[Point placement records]
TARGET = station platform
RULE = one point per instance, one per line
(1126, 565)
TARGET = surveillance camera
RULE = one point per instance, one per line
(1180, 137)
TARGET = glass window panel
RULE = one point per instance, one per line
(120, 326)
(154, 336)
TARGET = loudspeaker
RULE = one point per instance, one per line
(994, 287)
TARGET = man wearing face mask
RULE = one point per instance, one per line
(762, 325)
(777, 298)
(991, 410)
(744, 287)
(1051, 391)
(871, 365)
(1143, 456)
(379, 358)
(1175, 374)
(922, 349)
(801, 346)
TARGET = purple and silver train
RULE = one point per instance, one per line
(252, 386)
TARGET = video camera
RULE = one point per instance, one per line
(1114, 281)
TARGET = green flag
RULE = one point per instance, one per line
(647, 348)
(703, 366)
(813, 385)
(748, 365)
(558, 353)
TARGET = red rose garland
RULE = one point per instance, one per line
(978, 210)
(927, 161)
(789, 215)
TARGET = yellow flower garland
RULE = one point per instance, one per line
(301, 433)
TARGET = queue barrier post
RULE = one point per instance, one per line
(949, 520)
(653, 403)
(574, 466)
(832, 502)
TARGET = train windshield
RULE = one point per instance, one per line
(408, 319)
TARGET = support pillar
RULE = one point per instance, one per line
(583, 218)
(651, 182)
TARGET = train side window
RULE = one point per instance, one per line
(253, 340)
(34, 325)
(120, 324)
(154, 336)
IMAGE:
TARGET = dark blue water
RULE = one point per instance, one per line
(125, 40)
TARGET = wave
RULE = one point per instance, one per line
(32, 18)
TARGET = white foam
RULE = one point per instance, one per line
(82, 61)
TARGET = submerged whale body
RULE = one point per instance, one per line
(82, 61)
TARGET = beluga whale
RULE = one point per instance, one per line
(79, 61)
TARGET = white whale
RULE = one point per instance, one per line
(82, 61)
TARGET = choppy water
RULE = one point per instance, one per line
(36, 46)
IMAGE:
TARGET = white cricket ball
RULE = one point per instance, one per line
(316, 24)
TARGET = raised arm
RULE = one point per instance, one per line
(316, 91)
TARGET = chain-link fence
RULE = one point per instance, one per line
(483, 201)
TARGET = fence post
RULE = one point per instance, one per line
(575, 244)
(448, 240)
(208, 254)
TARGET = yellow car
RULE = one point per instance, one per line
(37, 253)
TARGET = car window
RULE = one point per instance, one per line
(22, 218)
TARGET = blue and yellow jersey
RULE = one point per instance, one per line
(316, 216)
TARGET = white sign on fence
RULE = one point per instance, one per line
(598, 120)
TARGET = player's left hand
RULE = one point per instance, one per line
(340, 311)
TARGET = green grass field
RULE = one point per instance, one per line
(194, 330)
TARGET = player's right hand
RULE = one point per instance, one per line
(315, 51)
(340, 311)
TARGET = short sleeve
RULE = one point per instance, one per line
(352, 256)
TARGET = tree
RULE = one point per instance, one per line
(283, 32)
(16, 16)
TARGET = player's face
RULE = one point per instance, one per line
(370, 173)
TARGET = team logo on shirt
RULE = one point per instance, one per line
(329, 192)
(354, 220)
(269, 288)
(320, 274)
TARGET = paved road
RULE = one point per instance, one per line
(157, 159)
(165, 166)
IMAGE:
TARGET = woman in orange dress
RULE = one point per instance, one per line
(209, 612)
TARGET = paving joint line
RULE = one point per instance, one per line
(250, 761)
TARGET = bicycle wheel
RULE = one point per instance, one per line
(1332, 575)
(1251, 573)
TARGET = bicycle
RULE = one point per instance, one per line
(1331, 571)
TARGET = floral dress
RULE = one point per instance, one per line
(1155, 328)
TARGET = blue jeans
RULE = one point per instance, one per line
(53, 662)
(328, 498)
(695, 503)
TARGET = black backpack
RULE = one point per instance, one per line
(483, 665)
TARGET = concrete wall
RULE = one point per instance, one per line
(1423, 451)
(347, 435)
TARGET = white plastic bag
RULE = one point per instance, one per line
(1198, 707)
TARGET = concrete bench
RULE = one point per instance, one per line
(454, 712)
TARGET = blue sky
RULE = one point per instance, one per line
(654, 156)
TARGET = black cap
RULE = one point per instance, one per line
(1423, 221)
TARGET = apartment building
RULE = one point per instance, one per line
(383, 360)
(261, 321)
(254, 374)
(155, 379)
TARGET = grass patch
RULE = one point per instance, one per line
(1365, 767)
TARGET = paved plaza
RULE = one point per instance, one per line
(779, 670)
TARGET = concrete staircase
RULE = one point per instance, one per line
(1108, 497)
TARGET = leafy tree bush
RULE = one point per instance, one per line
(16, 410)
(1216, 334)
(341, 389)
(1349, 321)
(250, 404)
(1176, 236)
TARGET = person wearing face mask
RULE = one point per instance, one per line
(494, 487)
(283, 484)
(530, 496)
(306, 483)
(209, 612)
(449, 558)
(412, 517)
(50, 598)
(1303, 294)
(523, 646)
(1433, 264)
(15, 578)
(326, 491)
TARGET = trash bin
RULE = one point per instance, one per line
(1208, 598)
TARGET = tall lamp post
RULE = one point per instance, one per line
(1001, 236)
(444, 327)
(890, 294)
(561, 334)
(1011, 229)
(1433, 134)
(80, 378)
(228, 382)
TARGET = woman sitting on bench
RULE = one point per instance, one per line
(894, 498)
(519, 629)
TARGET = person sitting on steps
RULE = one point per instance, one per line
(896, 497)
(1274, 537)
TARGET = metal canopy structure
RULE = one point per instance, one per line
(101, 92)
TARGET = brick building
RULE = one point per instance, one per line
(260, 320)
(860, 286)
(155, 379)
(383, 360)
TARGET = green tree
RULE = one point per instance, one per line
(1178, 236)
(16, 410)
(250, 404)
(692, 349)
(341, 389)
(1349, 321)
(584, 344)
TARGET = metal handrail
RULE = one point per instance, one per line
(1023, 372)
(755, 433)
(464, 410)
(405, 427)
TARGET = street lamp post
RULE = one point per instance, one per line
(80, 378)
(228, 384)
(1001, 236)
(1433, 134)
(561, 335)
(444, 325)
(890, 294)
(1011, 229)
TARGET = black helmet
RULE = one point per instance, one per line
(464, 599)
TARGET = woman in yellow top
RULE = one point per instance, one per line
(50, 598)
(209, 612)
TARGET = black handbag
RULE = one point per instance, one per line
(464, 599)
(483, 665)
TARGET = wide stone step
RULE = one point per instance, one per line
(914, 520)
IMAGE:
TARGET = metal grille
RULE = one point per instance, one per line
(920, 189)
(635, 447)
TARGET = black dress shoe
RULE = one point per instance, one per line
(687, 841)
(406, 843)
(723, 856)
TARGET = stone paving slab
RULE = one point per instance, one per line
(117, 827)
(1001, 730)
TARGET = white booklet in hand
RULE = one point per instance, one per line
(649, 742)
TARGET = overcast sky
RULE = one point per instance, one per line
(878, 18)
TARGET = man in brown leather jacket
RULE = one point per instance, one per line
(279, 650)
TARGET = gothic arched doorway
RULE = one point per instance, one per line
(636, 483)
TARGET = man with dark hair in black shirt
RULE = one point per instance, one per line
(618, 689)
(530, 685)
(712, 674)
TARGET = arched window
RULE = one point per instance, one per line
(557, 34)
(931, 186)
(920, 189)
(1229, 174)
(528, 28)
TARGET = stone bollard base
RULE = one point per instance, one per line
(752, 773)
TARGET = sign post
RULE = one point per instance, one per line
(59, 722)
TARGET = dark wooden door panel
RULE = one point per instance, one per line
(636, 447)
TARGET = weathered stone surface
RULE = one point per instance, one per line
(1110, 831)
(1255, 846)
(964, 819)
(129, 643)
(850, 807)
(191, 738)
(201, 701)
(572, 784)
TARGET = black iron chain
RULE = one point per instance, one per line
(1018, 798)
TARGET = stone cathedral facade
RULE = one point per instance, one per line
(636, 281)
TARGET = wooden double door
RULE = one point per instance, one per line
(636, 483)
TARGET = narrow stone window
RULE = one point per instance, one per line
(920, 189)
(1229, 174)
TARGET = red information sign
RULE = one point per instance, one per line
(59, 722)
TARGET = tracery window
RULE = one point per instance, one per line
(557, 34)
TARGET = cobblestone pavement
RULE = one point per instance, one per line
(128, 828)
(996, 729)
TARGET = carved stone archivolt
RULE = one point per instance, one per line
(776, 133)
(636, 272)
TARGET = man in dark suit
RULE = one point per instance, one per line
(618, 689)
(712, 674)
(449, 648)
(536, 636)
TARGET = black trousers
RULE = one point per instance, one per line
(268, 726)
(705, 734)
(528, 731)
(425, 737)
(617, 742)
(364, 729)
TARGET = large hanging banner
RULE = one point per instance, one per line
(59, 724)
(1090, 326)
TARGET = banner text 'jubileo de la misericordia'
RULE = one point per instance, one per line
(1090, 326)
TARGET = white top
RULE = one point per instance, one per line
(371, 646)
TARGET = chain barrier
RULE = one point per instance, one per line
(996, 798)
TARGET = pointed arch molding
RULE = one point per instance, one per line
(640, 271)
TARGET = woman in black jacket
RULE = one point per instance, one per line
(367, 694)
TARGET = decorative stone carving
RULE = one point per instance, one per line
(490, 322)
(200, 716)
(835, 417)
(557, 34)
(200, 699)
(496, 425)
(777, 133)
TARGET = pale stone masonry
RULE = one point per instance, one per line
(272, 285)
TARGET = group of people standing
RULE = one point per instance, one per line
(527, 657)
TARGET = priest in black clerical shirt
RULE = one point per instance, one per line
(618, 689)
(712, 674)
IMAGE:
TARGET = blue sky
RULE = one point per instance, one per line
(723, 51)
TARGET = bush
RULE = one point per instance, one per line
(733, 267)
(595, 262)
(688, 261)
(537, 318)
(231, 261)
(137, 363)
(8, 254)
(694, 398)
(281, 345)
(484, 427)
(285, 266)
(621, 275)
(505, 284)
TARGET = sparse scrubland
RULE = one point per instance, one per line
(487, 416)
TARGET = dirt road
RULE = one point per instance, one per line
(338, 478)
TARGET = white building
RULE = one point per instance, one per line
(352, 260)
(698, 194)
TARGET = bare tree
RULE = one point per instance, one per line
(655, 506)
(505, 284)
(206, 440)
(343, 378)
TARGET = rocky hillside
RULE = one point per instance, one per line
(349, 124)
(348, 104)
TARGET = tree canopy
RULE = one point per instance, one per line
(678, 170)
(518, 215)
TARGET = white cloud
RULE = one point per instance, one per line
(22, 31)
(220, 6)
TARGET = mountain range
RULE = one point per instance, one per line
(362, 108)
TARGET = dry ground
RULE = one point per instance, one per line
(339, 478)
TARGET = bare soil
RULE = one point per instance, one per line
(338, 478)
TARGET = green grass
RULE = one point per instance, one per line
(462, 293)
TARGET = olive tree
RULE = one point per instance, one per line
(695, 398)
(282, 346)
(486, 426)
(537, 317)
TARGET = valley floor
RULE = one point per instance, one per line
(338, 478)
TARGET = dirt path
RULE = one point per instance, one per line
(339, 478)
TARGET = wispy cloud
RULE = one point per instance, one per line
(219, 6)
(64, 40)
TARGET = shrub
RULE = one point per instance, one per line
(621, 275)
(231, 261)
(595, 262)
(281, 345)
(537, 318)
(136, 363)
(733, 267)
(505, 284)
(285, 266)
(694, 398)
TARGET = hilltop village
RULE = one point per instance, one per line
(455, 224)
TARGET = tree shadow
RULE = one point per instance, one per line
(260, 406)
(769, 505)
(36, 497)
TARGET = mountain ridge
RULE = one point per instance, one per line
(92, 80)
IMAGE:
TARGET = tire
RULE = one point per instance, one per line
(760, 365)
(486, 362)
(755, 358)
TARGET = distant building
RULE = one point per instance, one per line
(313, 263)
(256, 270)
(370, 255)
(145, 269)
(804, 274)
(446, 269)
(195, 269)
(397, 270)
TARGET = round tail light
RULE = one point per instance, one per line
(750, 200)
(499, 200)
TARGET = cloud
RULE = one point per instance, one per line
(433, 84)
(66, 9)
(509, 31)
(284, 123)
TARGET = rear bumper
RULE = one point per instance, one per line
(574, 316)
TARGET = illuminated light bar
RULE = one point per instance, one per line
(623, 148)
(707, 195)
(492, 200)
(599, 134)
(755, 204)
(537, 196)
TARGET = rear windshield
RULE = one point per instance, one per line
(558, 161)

• TASK OBJECTIVE
Set down, unchanged, the line that contains "TARGET = olive tree" together with every later line in the records, through the last one.

• COMPLETE OUTPUT
TARGET = olive tree
RULE = one point per instance, one per line
(695, 398)
(282, 346)
(486, 426)
(537, 317)
TARGET = valley floor
RULE = one point per instance, one per line
(338, 478)
TARGET = dirt path
RULE = one point per instance, one per line
(339, 478)
TARGET = wispy cloud
RULE = one point per instance, one per line
(219, 6)
(64, 40)
TARGET = shrub
RULE = one point per instance, one per line
(621, 275)
(231, 261)
(595, 262)
(281, 345)
(537, 318)
(136, 363)
(733, 267)
(505, 284)
(285, 266)
(694, 398)
TARGET = hilltop village
RULE = one point per instance, one per line
(455, 224)
TARGET = tree shadow
RULE = one point per instance, one per line
(260, 406)
(769, 505)
(36, 497)
TARGET = mountain ridge
RULE = one point per instance, one per line
(92, 80)
IMAGE:
TARGET = tire
RULE = one point per instance, one per line
(760, 365)
(486, 362)
(755, 358)
TARGET = distant building
RULE = one point per instance, one per line
(313, 263)
(256, 270)
(370, 255)
(145, 269)
(804, 274)
(446, 269)
(195, 269)
(397, 270)
TARGET = round tail light
RULE = one point per instance, one per line
(750, 200)
(499, 200)
TARGET = cloud
RULE = one point per instance, one per line
(433, 84)
(66, 9)
(509, 31)
(284, 123)
TARGET = rear bumper
RULE = one point per instance, one per line
(574, 316)
TARGET = illuminated light bar
RULE = one point per instance, one per line
(623, 148)
(707, 195)
(492, 200)
(599, 134)
(755, 204)
(537, 196)
TARGET = rear windshield
RULE = one point per instance, one per line
(558, 161)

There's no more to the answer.